JOB. Output, word for word, every line from the line with "Objective — one point per instance of the blue" through the final line of the data below.
[Start of RECORD EXCERPTS]
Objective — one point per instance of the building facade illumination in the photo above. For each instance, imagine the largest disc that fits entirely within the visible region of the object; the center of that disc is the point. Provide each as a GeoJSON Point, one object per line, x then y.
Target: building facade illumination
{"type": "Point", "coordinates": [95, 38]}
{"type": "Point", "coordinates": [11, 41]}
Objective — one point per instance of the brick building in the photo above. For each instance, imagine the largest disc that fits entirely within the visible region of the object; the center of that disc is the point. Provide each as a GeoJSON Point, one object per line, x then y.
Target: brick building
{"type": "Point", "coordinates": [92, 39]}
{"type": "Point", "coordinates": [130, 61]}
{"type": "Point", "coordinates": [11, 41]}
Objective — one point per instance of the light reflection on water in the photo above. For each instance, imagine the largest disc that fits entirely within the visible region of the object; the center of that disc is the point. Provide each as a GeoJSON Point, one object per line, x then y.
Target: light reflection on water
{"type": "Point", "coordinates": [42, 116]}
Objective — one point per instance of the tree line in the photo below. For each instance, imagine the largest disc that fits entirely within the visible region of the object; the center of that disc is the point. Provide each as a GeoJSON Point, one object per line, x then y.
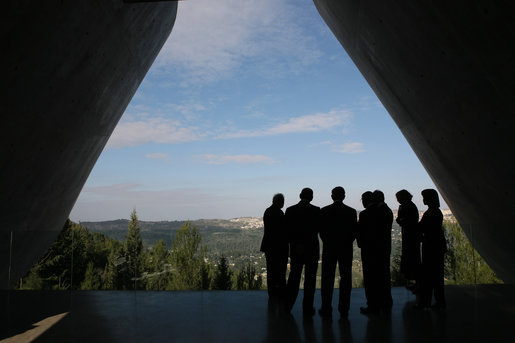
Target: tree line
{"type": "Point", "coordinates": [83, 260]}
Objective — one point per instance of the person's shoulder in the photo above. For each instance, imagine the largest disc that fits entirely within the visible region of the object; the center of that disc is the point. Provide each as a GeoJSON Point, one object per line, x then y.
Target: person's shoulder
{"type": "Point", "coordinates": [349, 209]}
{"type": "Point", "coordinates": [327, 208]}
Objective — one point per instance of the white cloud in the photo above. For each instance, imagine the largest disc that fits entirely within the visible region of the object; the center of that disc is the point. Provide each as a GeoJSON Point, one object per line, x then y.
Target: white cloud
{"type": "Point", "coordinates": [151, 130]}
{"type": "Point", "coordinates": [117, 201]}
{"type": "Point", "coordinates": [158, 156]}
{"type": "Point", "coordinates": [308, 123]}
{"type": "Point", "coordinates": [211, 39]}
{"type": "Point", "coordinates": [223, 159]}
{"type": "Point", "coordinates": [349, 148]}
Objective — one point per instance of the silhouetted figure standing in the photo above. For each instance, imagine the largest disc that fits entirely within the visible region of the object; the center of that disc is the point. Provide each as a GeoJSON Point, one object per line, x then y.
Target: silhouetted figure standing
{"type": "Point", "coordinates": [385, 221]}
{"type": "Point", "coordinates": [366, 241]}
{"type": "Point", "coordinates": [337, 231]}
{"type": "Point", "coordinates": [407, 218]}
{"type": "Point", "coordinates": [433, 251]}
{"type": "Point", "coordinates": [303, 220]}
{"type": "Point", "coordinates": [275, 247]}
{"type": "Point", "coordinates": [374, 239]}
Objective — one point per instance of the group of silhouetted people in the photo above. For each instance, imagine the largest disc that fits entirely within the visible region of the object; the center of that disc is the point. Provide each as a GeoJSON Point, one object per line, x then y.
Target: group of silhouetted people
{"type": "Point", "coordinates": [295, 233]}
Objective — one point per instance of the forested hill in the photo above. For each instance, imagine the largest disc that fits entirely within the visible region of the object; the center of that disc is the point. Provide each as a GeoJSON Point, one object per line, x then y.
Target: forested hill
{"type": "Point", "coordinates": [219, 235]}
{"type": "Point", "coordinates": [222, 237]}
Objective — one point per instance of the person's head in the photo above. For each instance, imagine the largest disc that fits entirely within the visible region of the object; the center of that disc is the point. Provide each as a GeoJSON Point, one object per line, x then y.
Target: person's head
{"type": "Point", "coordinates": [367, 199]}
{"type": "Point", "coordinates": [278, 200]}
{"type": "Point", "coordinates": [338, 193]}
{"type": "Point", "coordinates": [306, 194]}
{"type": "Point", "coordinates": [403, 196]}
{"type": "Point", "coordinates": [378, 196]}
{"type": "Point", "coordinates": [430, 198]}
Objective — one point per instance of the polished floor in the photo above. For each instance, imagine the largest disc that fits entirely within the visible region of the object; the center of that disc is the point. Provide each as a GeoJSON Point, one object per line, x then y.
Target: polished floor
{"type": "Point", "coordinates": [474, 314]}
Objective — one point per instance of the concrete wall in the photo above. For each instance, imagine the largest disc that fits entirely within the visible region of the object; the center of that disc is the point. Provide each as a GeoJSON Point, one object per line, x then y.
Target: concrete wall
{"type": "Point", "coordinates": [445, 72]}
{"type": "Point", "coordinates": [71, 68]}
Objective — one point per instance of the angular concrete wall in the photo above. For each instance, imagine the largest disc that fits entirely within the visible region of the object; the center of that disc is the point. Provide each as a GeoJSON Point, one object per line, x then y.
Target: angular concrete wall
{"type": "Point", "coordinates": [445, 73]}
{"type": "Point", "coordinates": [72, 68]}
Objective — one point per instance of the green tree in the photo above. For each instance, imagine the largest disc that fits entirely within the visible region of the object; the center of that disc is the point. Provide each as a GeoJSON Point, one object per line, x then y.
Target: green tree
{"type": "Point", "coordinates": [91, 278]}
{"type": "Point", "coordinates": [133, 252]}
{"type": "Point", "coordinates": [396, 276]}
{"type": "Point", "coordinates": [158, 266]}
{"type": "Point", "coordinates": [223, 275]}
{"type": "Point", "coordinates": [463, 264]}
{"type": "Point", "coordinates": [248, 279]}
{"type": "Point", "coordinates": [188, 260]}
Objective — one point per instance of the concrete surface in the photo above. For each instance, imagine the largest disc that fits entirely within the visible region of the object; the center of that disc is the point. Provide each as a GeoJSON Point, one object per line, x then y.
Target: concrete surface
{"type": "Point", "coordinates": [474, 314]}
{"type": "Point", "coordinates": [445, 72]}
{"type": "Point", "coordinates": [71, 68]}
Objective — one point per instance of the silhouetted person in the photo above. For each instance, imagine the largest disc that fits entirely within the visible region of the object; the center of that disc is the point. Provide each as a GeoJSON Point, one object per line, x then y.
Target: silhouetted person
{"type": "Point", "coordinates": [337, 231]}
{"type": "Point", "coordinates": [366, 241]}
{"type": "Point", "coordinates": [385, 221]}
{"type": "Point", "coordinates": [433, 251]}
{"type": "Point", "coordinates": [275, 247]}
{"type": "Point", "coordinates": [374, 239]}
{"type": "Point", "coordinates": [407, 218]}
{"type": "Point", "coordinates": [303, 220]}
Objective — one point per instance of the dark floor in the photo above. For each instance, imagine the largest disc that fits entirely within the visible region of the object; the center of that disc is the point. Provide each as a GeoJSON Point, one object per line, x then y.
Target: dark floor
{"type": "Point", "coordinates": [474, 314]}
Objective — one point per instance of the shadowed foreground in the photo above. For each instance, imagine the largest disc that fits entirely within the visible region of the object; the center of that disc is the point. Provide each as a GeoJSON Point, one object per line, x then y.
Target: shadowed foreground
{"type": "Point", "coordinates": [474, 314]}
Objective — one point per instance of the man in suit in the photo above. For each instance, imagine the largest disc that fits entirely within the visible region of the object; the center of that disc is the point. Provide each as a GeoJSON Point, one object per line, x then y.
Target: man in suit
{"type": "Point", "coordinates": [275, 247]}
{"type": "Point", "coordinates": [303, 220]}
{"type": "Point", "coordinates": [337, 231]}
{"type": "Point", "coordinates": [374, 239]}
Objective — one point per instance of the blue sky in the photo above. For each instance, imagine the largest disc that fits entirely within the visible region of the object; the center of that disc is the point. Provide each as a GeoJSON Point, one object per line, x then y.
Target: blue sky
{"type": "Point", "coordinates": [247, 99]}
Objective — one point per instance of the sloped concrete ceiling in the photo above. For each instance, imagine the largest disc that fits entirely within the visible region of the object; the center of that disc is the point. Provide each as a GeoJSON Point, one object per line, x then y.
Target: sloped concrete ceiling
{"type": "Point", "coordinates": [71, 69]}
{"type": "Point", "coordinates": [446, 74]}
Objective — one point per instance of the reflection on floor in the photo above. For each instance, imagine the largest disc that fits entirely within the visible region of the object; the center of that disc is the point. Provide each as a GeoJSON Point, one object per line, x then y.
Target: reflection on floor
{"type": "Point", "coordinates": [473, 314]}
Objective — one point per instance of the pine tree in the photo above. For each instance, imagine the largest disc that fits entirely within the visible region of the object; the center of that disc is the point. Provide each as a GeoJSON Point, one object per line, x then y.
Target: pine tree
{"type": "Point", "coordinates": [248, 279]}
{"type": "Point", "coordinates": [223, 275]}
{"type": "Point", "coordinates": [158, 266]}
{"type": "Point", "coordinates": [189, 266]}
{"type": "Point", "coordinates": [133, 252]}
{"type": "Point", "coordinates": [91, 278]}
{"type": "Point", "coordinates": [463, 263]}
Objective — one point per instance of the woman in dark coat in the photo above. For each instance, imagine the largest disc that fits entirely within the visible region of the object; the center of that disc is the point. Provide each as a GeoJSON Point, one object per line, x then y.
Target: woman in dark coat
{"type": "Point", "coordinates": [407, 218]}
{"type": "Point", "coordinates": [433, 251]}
[End of RECORD EXCERPTS]
ANSWER FOR THE TASK.
Objective — one point per instance of the blue sky in the photo above. For each instance, imagine the largest disc that fits entirely within the visible region of the object; the center of that disc is the point. Provide each as a GeoJSON Point, one object per line, x then y.
Target: blue sky
{"type": "Point", "coordinates": [247, 99]}
Objective — one point per instance of the sloped concrete ceiling in the photo above. For each instance, imagine the largest disc that fits entirely within the visible region of the object; the center of that disc is the point. Provide each as a GeoJSON Point, one object per line, x then y.
Target: sloped concrete ceiling
{"type": "Point", "coordinates": [71, 69]}
{"type": "Point", "coordinates": [446, 74]}
Objective — one point per instance of the reflection on floor in the photo above. For each instance, imagine the largest disc that fits entirely within the visible region of the object; the center of that disc is the point. Provide each as a GeoJSON Point, one object per line, x then y.
Target: reflection on floor
{"type": "Point", "coordinates": [473, 314]}
Objective — one point per instance of the pine tree in the photo above. For each instance, imagine the largest disc that fits entirely within the visible region of the object; the center of that disc is the point. Provide each as a GeoJSON Point, one object per line, x then y.
Target: pine tree
{"type": "Point", "coordinates": [248, 279]}
{"type": "Point", "coordinates": [223, 275]}
{"type": "Point", "coordinates": [158, 266]}
{"type": "Point", "coordinates": [189, 266]}
{"type": "Point", "coordinates": [133, 252]}
{"type": "Point", "coordinates": [91, 278]}
{"type": "Point", "coordinates": [463, 263]}
Objective — one point per instance of the woman in dark coat in the photo above. For each instance, imagine the largest disc that fits entirely within the visible region of the object; the center of that disc is the point. Provide each as a GeoJSON Point, one object per line, x then y.
Target: woman in dark coat
{"type": "Point", "coordinates": [407, 218]}
{"type": "Point", "coordinates": [433, 251]}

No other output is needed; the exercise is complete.